WORKING DATA:
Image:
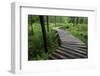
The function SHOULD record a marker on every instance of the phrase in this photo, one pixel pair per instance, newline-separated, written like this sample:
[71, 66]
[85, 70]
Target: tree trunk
[43, 32]
[47, 18]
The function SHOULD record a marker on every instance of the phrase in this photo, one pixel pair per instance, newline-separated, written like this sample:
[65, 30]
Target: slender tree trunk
[47, 18]
[55, 21]
[43, 32]
[32, 25]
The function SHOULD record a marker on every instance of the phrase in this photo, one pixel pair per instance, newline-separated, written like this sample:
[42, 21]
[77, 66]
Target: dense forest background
[40, 26]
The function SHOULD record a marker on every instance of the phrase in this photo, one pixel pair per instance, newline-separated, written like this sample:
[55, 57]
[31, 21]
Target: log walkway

EXERCISE OBJECTIVE:
Copy every one of the rows above word for word, leaving out the picture.

REPLY:
Image:
The function SHOULD record a marker on every instance of the phrase in this photo, one pixel pair per instance, newline-separated, written like this sample:
[71, 66]
[85, 70]
Target: tree trunk
[43, 32]
[47, 18]
The function SHOULD record a marker on every instance of the phrase in this photo, one pixel pair per instance, newline-separated, written like this sample:
[65, 30]
Target: slender tree trunk
[47, 18]
[55, 21]
[43, 32]
[32, 25]
The function SHOULD record a marker on every instance of the phrase in this photo, one pixel pair per instance, newline-separated, written like this sample:
[42, 21]
[77, 66]
Target: dense forest background
[40, 26]
The function SHOULD record a marker on every instance of the phrase in this photo, one pixel pair per instance, newline-separated, written like this sample:
[55, 57]
[31, 21]
Target: log walkway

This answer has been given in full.